**Task statement:**
Retype the passage on investing in real estate in your 40s from "Your parents only" to "only dream of.", keeping every word and mark the same.

So you are in your 40s and have decided to invest in real estate. You likely feel late to a party you didn’t know was happening. Twenty-somethings have a real estate portfolio to envy, and all you have is a 529 for your kid’s college fund.

Your parents only stressed the importance of having a stable job with an employer-matched 401(k) and never taught you the importance of building passive income. As a result, you have built your career with an impressive W-2 that seems hard to rebuild through an investment portfolio.

I hear you and can relate. I have spent 20 years building my professional career, getting a master’s degree, and investing dutifully into retirement and college savings accounts. My first rental property came at age 38. Then the next came at age 40 and the most recent investments at 41 and 42.

I am here to let you know you are not late to the party; you are right on time and have many advantages younger investors can only dream of.

Guide to Investing in Real Estate in Your 40s

1. Leverage your network

By now, you have been working in the corporate world for two decades or more. You have been with multiple companies and met thousands of people in a variety of fields. Your contacts are likely working professionals, too, and come from all parts of the country. This gives you a nationwide network to tap into.

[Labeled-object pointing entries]
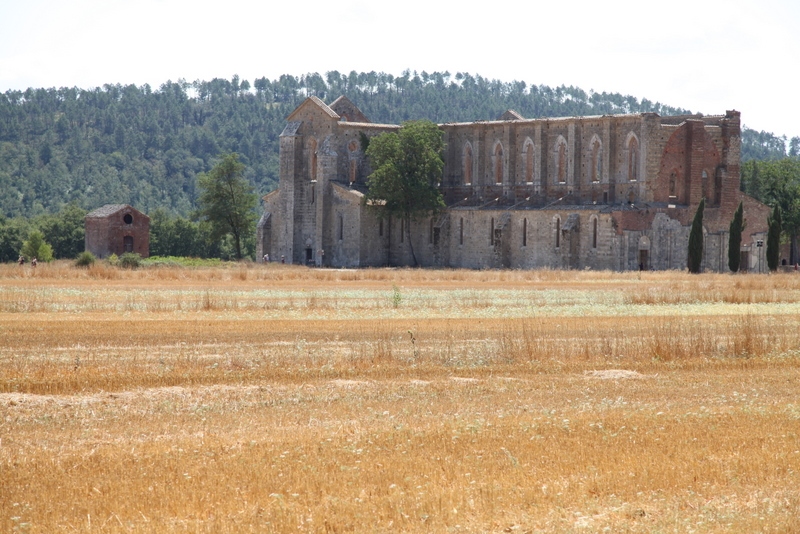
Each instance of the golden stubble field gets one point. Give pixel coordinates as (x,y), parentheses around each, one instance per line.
(275,399)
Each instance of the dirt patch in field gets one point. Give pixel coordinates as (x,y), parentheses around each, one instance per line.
(613,374)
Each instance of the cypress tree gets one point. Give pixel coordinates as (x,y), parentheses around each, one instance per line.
(774,229)
(735,239)
(695,256)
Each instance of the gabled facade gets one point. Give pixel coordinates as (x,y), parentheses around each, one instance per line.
(117,229)
(607,192)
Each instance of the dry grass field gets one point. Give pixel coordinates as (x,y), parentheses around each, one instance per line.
(282,399)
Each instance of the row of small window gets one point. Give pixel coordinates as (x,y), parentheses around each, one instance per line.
(492,235)
(560,160)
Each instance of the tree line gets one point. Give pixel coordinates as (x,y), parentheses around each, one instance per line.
(70,150)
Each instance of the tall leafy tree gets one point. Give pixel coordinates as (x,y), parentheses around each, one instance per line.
(781,187)
(227,201)
(774,230)
(695,255)
(65,231)
(408,169)
(735,239)
(36,247)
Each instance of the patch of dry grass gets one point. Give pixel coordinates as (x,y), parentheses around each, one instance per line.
(287,399)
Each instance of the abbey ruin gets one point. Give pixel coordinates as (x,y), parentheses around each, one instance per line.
(606,192)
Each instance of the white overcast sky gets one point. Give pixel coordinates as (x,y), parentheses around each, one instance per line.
(703,55)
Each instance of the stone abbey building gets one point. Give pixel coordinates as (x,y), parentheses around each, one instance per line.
(608,192)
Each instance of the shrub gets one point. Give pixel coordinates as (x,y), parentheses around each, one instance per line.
(130,260)
(36,247)
(84,259)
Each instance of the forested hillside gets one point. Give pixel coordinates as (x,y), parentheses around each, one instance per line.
(144,146)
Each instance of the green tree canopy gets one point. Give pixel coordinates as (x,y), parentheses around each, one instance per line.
(735,239)
(227,201)
(65,231)
(36,247)
(407,172)
(695,255)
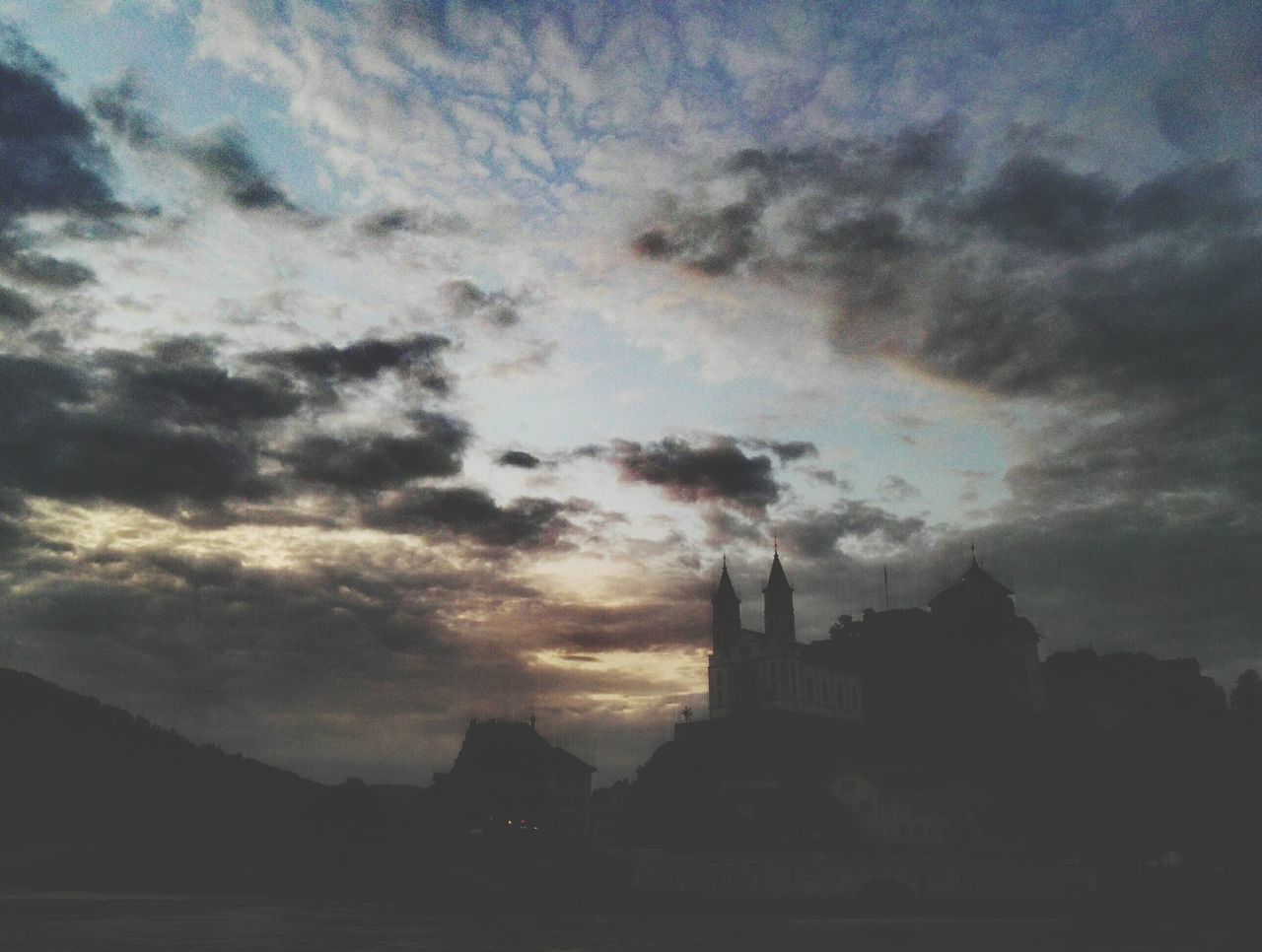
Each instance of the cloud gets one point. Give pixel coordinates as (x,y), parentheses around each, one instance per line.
(323,367)
(179,379)
(519,459)
(413,221)
(377,460)
(1035,280)
(221,157)
(895,488)
(174,425)
(471,513)
(815,532)
(715,472)
(49,158)
(467,301)
(62,436)
(16,307)
(224,157)
(41,270)
(788,450)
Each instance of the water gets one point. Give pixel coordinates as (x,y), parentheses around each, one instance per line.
(33,921)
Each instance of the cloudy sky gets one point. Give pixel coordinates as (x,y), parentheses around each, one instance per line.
(371,366)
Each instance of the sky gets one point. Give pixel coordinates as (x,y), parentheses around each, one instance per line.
(369,367)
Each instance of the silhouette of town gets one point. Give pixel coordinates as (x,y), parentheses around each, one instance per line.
(915,759)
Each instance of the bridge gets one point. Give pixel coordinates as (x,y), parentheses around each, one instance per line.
(862,883)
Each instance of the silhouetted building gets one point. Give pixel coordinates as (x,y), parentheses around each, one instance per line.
(969,658)
(1126,687)
(508,779)
(902,807)
(770,670)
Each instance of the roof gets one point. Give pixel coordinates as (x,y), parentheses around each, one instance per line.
(725,591)
(513,747)
(778,581)
(977,585)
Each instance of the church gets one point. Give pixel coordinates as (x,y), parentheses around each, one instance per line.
(968,649)
(771,670)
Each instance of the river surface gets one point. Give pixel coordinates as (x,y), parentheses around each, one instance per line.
(39,921)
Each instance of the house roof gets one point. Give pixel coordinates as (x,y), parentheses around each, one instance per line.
(513,747)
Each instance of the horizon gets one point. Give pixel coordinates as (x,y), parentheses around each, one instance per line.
(369,367)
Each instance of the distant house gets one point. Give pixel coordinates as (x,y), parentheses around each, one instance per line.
(508,779)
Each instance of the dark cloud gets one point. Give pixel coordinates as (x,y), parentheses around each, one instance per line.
(222,157)
(415,359)
(67,436)
(815,532)
(49,158)
(718,470)
(32,267)
(377,460)
(895,488)
(1040,203)
(16,307)
(124,107)
(413,221)
(1036,281)
(467,301)
(471,513)
(788,450)
(180,381)
(519,459)
(724,527)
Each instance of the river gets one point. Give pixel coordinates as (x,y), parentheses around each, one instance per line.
(75,921)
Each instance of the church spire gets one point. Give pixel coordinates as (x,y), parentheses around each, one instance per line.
(778,616)
(727,609)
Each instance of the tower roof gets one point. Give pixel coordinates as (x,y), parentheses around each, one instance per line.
(776,581)
(726,591)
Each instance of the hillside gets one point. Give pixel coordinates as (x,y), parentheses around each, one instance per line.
(96,797)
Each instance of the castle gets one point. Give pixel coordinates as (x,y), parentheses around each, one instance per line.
(771,670)
(969,649)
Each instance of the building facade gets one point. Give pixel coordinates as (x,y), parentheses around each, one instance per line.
(770,670)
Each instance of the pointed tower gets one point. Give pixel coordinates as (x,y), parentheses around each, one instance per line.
(727,610)
(778,603)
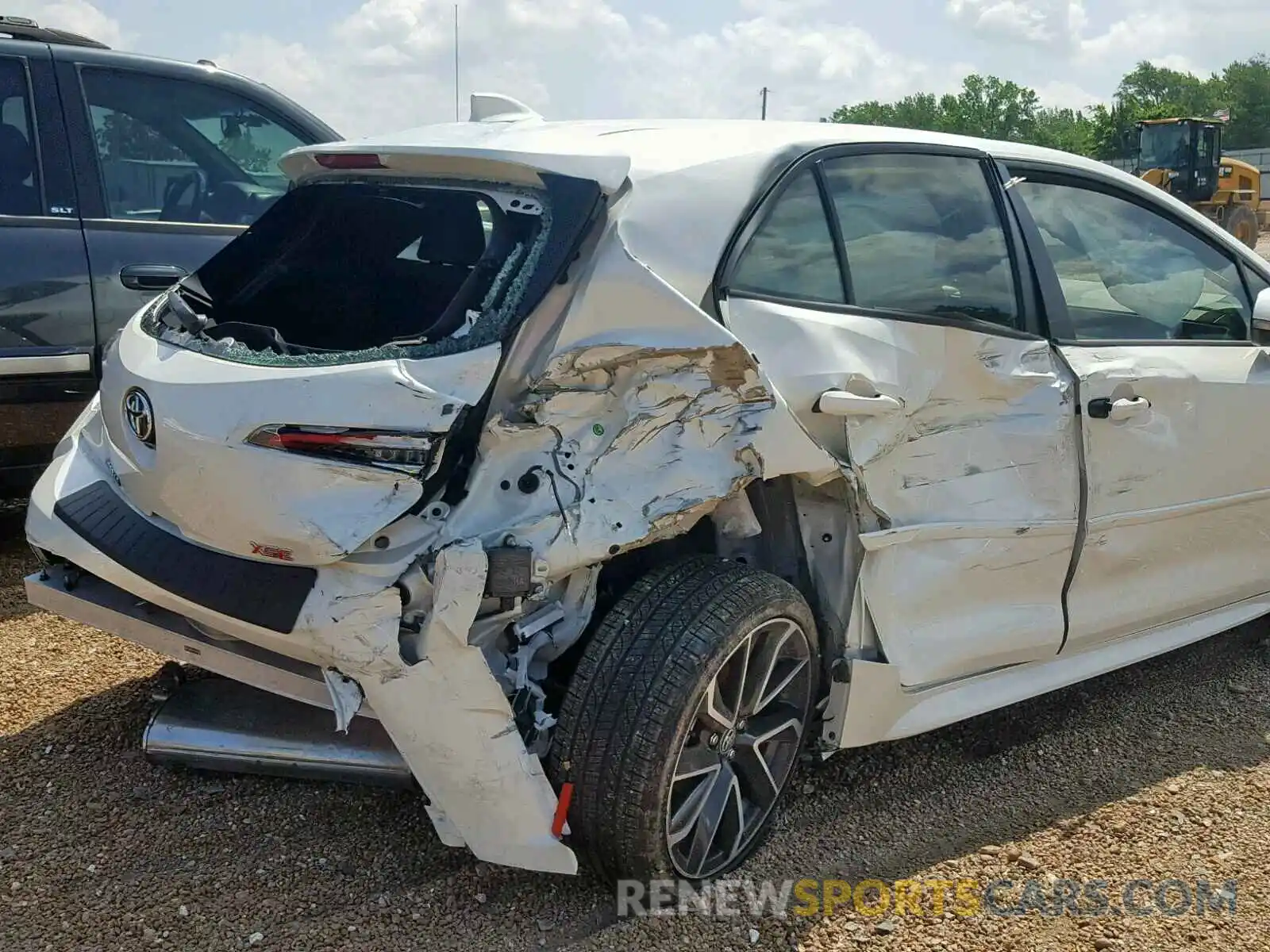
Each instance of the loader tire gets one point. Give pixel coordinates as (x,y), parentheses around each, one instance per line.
(641,742)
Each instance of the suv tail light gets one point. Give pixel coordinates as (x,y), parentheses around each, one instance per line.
(399,448)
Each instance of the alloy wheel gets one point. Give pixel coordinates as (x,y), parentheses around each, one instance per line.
(740,748)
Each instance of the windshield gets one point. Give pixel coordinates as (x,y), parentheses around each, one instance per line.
(1165,146)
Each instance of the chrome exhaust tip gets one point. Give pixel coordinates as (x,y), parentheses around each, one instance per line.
(217,724)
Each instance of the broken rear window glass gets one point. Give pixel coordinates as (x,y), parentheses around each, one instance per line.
(336,270)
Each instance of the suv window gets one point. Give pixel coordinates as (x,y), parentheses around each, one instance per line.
(175,150)
(19,190)
(791,251)
(1130,273)
(922,236)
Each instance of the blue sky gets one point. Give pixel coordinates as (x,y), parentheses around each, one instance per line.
(378,65)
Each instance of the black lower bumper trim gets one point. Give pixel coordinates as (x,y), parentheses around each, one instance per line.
(258,593)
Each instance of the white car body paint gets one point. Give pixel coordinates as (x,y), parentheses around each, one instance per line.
(940,531)
(1179,497)
(973,478)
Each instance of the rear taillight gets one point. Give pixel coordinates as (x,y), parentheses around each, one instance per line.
(414,451)
(348,160)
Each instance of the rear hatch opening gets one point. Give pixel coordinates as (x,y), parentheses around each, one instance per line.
(342,271)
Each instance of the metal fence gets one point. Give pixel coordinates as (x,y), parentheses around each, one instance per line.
(1259,158)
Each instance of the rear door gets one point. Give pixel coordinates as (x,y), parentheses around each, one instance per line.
(882,290)
(169,169)
(1176,403)
(46,306)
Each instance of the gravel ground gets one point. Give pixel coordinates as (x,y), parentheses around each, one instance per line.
(1156,772)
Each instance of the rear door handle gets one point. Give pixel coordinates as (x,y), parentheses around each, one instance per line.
(1122,409)
(152,277)
(840,403)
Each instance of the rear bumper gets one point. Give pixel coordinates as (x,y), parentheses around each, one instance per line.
(448,715)
(107,607)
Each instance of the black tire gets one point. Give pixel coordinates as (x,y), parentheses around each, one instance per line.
(1241,221)
(635,696)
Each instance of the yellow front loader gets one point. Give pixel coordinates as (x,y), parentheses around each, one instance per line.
(1184,158)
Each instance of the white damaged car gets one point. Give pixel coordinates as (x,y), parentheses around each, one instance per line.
(616,466)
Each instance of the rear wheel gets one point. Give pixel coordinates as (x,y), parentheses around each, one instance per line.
(1241,221)
(685,720)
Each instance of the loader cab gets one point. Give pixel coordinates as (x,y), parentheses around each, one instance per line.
(1181,156)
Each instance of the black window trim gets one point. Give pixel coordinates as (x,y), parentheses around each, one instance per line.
(97,175)
(33,132)
(1064,332)
(757,213)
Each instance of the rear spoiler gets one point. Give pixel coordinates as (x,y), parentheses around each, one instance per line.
(492,148)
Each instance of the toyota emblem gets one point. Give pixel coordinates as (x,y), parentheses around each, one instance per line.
(140,416)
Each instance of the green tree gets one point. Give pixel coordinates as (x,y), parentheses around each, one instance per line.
(1248,89)
(121,136)
(245,152)
(995,108)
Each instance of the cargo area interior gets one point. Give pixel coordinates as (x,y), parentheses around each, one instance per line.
(348,267)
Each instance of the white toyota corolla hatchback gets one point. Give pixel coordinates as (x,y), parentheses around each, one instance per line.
(615,466)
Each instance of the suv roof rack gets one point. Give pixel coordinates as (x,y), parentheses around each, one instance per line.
(25,29)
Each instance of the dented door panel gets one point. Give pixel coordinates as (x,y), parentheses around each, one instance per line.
(969,492)
(1179,511)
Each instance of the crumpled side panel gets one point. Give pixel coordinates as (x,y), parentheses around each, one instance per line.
(641,416)
(977,479)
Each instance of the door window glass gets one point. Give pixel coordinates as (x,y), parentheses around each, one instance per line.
(19,190)
(922,236)
(173,150)
(1130,273)
(791,253)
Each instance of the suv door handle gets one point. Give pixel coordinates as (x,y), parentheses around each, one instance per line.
(150,277)
(1122,409)
(840,403)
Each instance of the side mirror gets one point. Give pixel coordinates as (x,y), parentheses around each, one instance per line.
(1261,311)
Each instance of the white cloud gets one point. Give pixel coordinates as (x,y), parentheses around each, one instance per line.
(1066,95)
(78,17)
(1054,23)
(391,63)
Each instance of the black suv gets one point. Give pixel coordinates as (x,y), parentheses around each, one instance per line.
(118,175)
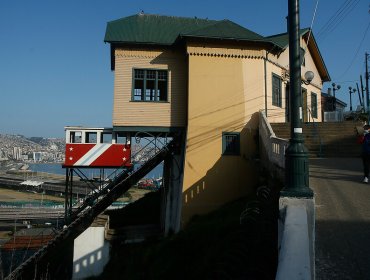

**Answer for this exercise:**
Your parents only stressed the importance of having a stable job with an employer-matched 401(k) and never taught you the importance of building passive income. As a result, you have built your career with an impressive W-2 that seems hard to rebuild through an investment portfolio.

I hear you and can relate. I have spent 20 years building my professional career, getting a master’s degree, and investing dutifully into retirement and college savings accounts. My first rental property came at age 38. Then the next came at age 40 and the most recent investments at 41 and 42.

I am here to let you know you are not late to the party; you are right on time and have many advantages younger investors can only dream of.